§ **DOCUMENT EXTRACT**
━━━━━━━━━━
Don't allow this girl to break your heart man. She is not being honest and is looking for excuses, now she is trying to make it your fault, it's your "obsession" and what-not, and trying to blame other things - her position, etc. It's nonsense. I'm sorry to be harsh, but she is making a fool out of you.

I tell you this because I was there. It's always the sweetest, nicest girls who break your heart. Why? Because it's nothing but a front they put on. They have misandry issues. They know they can get a man's attention by the way they present themselves, and then break one heart after another, whether intentional or not. It's nothing but a game to them.

She does not have the substance to have a committed relationship with someone, that's the real reason. It's got nothing to do with you, her position, etc. etc.

Ever heard of convenient circumstances/excuses? It's nothing but pure luck that she now has "something" to use to try and get rid of you. She just can't admit that she just wanted to be with you that one night but can't find it in herself to be with you.

It's like those murderers you see on TV in the courtroom who get off on a technical point, some technical point of "the law". It's all nonsense, and the whole world knows the person is guilty, but you just can't prove it in court, so the person gets away.
━━━━━━━━━━
§ **ENTRIES**
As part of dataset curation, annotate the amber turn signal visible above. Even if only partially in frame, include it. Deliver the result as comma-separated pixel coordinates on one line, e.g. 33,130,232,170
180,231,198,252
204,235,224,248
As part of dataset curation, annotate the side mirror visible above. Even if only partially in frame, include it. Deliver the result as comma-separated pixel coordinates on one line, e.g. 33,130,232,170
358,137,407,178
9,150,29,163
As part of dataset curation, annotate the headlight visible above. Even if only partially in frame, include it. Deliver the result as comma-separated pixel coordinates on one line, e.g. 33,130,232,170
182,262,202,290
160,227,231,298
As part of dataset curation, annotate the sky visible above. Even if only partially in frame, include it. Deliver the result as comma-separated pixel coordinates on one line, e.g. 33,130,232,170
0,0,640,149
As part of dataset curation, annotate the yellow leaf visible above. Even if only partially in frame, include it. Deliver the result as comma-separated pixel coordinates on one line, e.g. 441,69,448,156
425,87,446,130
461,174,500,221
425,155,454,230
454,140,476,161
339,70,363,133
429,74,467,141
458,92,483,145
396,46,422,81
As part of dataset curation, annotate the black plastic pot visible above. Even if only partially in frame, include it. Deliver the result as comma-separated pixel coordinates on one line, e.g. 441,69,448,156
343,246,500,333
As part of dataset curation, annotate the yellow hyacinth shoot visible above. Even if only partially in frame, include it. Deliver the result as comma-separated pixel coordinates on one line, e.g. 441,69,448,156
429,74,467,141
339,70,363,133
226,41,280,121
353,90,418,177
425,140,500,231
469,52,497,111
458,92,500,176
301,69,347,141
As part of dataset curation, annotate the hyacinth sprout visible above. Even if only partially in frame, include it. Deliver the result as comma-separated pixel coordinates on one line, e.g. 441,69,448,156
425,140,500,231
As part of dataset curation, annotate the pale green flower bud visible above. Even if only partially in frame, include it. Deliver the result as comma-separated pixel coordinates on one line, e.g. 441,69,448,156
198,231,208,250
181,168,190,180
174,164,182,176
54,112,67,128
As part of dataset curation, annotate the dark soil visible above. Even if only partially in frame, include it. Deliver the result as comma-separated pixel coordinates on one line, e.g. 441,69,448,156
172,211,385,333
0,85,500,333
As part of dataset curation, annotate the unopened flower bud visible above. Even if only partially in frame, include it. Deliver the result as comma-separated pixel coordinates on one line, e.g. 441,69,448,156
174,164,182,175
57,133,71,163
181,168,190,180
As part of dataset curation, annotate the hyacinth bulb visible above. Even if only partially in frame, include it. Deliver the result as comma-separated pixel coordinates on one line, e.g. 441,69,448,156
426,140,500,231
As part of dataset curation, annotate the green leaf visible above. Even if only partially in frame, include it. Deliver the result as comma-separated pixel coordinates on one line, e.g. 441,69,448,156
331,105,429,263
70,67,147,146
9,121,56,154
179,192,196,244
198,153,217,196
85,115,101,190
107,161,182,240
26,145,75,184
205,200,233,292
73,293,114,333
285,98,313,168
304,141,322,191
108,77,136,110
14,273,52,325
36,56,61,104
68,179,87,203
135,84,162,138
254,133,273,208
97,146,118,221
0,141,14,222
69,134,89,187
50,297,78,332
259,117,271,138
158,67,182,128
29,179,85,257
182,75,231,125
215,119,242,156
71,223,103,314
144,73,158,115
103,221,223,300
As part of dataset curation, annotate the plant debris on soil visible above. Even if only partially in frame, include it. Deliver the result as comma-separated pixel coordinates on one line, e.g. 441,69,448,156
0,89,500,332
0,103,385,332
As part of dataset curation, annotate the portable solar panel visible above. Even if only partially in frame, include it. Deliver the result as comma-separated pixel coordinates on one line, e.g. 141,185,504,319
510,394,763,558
━━━━━━━━━━
§ **WORK TO DO**
1. In the relationship advice post, which girls does the writer say always break your heart?
2. Please repeat the lines of the listing between the line holding "As part of dataset curation, annotate the hyacinth sprout" and the line holding "54,112,67,128", inclusive.

§ **SOLUTIONS**
1. The sweetest, nicest girls.

2.
As part of dataset curation, annotate the hyacinth sprout visible above. Even if only partially in frame, include it. Deliver the result as comma-separated pixel coordinates on one line, e.g. 441,69,448,156
425,140,500,231
As part of dataset curation, annotate the pale green flower bud visible above. Even if only partially in frame, include it. Deliver the result as comma-separated pixel coordinates on one line, e.g. 441,69,448,156
198,231,208,250
181,168,190,180
174,164,182,176
54,112,67,128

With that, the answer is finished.